> _Task_
All lines from the line containing "Note: for this drill we locate the red" up to and including the last line of the entries must be written out exactly, with no others.
====
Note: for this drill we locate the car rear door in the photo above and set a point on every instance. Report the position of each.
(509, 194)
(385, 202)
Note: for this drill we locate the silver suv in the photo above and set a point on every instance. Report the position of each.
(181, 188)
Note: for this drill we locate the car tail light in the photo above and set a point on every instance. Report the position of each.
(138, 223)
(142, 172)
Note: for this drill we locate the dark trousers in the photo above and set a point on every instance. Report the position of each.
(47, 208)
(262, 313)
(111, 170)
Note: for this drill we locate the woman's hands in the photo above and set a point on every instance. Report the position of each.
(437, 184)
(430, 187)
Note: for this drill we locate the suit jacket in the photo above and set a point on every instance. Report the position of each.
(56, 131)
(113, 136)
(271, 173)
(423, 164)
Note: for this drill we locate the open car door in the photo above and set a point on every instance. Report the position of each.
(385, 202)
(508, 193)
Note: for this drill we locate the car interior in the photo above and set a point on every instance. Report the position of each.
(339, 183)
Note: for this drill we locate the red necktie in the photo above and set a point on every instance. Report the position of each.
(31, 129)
====
> _Answer for the task_
Note: for this drill we locate the red necktie in the photo above and set a point on every instance. Report the position of each.
(31, 129)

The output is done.